== Text shown ==
BEGIN
Charles Evans Hughes (1862-1948)

Hughes“During the 1920s, the secretaries of state resumed the preeminent role in policymaking they had played before McKinley and Roosevelt.  The New York lawyer and unsuccessful presidential candidate Charles Evans Hughes was one of the ablest ever to hold the post.  An indefatigable worker, utterly devoted to the job, he filled the sizeable void left by Harding and Coolidge and was perhaps the last secretary to personally manage U.S. foreign policy.  Hughes ably presided over a department with a budget of $2 million and a staff of six hundred people.  He won the loyalty of his aides with his dedication and warm, outgoing personality.  Blessed with a brilliant mind, he was also politically astute.” (Herring, chap. 11, p. 442)


Charles Dawes (1865-1951)

“The administration named Chicago banker Charles G. Dawes and Owen D. Young, a General Electric executive with close ties to the J.P. Morgan banking firm, to head its group of experts, closely monitored their work, and stepped in on occasion to mediate disputes.  It was no easy task.  A settlement had to be hard enough on Germany to satisfy Allied and particularly French concerns while soft enough to be acceptable to Berlin.  The fast-talking and indefatigable Dawes –an ‘astounding human dynamo,’ once colleague called him– also had close connections to France from his wartime service in Paris and helped bring the French along.  Young devised a flexible and ingenious plan, ironically one that would bear Dawes’s name, that became a means not only to solve the intractable reparations problem but also to promote German recovery….Hoover exulted in the ‘disinterested statesmanship’ carried out by private American citizens and labeled the Dawes Plan a ‘peace mission without parallel in international history.’” (Herring, chap. 11, p. 459)
END
== Given instruction A ==
Output every line of the listing below as a Markdown table with the columns "Row" and "Line," skipping blank lines. Leave the pictures out.
The passage about Hughes and Dawes and the listing after it are unrelated material.

== Supplied information ==
BEGIN
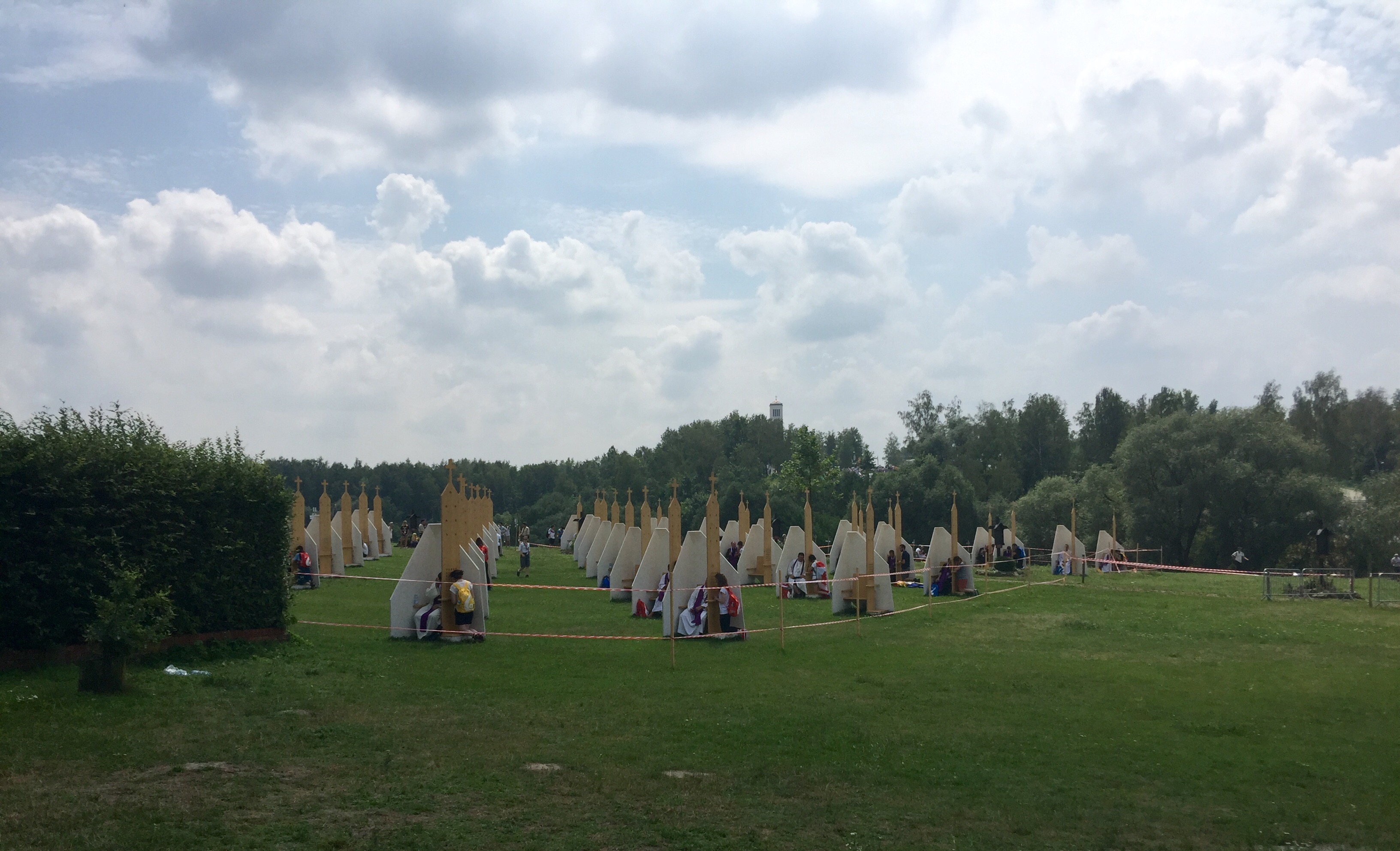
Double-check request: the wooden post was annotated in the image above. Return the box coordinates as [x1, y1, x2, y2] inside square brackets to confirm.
[1070, 497, 1089, 585]
[802, 490, 815, 579]
[317, 479, 336, 576]
[374, 484, 389, 555]
[340, 480, 360, 570]
[1011, 508, 1029, 567]
[438, 459, 462, 634]
[704, 472, 724, 635]
[357, 480, 380, 555]
[669, 479, 680, 571]
[895, 490, 914, 582]
[759, 491, 783, 588]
END
== Given instruction B ==
From the passage about Hughes and Dawes, reproduce the stretch from "Charles Evans Hughes (1862-1948)" through "11, p. 442)" word for word.

== Complete response A ==
| Row | Line |
|---|---|
| 1 | Double-check request: the wooden post was annotated in the image above. Return the box coordinates as [x1, y1, x2, y2] inside square brackets to confirm. |
| 2 | [1070, 497, 1089, 585] |
| 3 | [802, 490, 815, 579] |
| 4 | [317, 479, 336, 576] |
| 5 | [374, 484, 389, 555] |
| 6 | [340, 480, 360, 570] |
| 7 | [1011, 508, 1029, 567] |
| 8 | [438, 459, 462, 634] |
| 9 | [704, 472, 724, 635] |
| 10 | [357, 480, 380, 555] |
| 11 | [669, 479, 680, 571] |
| 12 | [895, 490, 914, 582] |
| 13 | [759, 491, 783, 588] |

== Complete response B ==
Charles Evans Hughes (1862-1948)

Hughes“During the 1920s, the secretaries of state resumed the preeminent role in policymaking they had played before McKinley and Roosevelt.  The New York lawyer and unsuccessful presidential candidate Charles Evans Hughes was one of the ablest ever to hold the post.  An indefatigable worker, utterly devoted to the job, he filled the sizeable void left by Harding and Coolidge and was perhaps the last secretary to personally manage U.S. foreign policy.  Hughes ably presided over a department with a budget of $2 million and a staff of six hundred people.  He won the loyalty of his aides with his dedication and warm, outgoing personality.  Blessed with a brilliant mind, he was also politically astute.” (Herring, chap. 11, p. 442)